- _Provided records_:

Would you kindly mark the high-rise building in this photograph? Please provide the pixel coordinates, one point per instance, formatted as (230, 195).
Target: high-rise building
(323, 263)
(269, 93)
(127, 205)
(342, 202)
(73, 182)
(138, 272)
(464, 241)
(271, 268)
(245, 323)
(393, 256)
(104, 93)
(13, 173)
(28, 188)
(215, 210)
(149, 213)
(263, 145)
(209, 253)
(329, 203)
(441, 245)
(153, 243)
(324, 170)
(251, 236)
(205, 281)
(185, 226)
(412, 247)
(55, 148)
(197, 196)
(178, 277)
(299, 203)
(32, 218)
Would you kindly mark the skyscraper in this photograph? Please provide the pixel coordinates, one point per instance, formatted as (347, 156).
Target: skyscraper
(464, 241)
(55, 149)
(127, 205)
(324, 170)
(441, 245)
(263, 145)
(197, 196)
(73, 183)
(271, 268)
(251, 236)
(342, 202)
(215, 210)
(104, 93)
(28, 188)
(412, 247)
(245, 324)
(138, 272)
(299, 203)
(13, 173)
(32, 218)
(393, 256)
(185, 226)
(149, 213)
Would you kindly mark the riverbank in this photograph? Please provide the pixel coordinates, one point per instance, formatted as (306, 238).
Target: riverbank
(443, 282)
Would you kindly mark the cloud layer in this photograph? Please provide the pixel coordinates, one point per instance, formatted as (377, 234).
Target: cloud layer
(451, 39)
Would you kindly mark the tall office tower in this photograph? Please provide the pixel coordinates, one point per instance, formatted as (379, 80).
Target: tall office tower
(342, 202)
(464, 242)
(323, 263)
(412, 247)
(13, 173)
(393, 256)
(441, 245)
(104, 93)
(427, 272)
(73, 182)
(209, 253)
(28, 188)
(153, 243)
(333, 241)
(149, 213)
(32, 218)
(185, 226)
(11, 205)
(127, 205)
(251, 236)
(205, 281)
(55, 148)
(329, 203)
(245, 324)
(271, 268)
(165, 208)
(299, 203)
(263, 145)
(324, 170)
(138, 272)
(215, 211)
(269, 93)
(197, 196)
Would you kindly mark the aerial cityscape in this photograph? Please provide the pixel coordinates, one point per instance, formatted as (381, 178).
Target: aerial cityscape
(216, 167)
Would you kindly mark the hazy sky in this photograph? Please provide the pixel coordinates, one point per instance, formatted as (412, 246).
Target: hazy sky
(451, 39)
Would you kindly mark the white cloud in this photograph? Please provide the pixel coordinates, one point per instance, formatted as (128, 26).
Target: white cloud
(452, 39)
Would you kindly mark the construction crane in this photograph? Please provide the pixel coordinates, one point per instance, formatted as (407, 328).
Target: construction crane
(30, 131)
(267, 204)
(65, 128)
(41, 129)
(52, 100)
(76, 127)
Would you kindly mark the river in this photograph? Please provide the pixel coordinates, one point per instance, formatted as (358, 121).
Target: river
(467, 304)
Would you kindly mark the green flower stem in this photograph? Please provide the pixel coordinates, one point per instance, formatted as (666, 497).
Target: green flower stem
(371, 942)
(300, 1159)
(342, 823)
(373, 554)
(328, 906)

- _What is required_: Set out every line of the listing above as a numbered list, leaving out any blank lines.

- _The answer_:
1. Would you kindly mark the high-rise building in this photograph? Please provide the pixel coordinates, one point per instance, formatted as (230, 195).
2. Target: high-rise building
3. (323, 263)
4. (269, 93)
5. (127, 205)
6. (342, 202)
7. (73, 182)
8. (138, 272)
9. (464, 241)
10. (271, 268)
11. (245, 323)
12. (393, 256)
13. (104, 93)
14. (13, 173)
15. (28, 188)
16. (215, 210)
17. (149, 213)
18. (263, 145)
19. (209, 253)
20. (329, 203)
21. (441, 245)
22. (153, 243)
23. (324, 170)
24. (251, 236)
25. (205, 281)
26. (185, 226)
27. (412, 247)
28. (55, 148)
29. (197, 196)
30. (178, 277)
31. (299, 203)
32. (32, 218)
33. Would you kindly mark the skyscraper in this photograph? Please provide the pixel coordinates, one point per instance, formatted as (347, 156).
34. Target: skyscraper
35. (464, 241)
36. (55, 149)
37. (127, 205)
38. (324, 170)
39. (441, 245)
40. (263, 145)
41. (197, 196)
42. (73, 183)
43. (271, 268)
44. (251, 236)
45. (342, 202)
46. (215, 210)
47. (104, 93)
48. (28, 188)
49. (412, 247)
50. (245, 324)
51. (138, 272)
52. (299, 203)
53. (13, 173)
54. (32, 218)
55. (393, 256)
56. (185, 226)
57. (149, 213)
58. Would you kindly mark the riverbank in this photograph? Please provide the pixel coordinates, one point per instance, formatted as (306, 238).
59. Target: riverbank
60. (443, 282)
61. Would you kindly mark the cloud layer in this photograph? Please provide the pixel coordinates, one point per instance, formatted as (377, 234).
62. Target: cloud layer
63. (451, 39)
64. Would you kindly mark the tall office tower in this photograph? Please provide the pixel coordinates, one point per instance, formatted as (379, 80).
65. Target: tall office tower
66. (342, 202)
67. (464, 242)
68. (323, 263)
69. (412, 247)
70. (13, 173)
71. (393, 256)
72. (441, 245)
73. (104, 93)
74. (427, 272)
75. (73, 182)
76. (209, 253)
77. (28, 188)
78. (153, 243)
79. (333, 241)
80. (149, 213)
81. (32, 218)
82. (185, 226)
83. (11, 205)
84. (127, 205)
85. (251, 236)
86. (205, 281)
87. (55, 148)
88. (329, 203)
89. (245, 324)
90. (271, 268)
91. (165, 208)
92. (299, 203)
93. (263, 145)
94. (324, 170)
95. (138, 272)
96. (215, 211)
97. (269, 93)
98. (197, 196)
99. Would you kindly mark the aerial cityscape in this photograph? Please provide the pixel coordinates, one point per instance, formatted as (381, 178).
100. Target: aerial cityscape
101. (216, 167)
102. Would you kindly mark the hazy sky in this photograph? Please provide the pixel coordinates, one point per instance, formatted as (412, 246).
103. Target: hazy sky
104. (451, 39)
105. Would you kindly mark the white cloud in this photograph? Please provide the pixel coordinates, one point per instance, formatted as (128, 26).
106. Target: white cloud
107. (452, 39)
108. Would you kindly mark the construction crane in this photograph? Please provide the pixel coordinates, one point per instance, formatted as (407, 328).
109. Target: construction crane
110. (30, 131)
111. (267, 204)
112. (65, 128)
113. (41, 129)
114. (52, 100)
115. (76, 127)
116. Would you kindly mark the river in this photograph? Please provide the pixel coordinates, one point per instance, formatted as (358, 121).
117. Target: river
118. (467, 304)
119. Would you kindly mark the green flower stem in this photograph? Please provide the pixel coordinates, one point per instance, formatted as (666, 497).
120. Target: green flower stem
121. (371, 942)
122. (300, 1159)
123. (342, 823)
124. (373, 554)
125. (328, 906)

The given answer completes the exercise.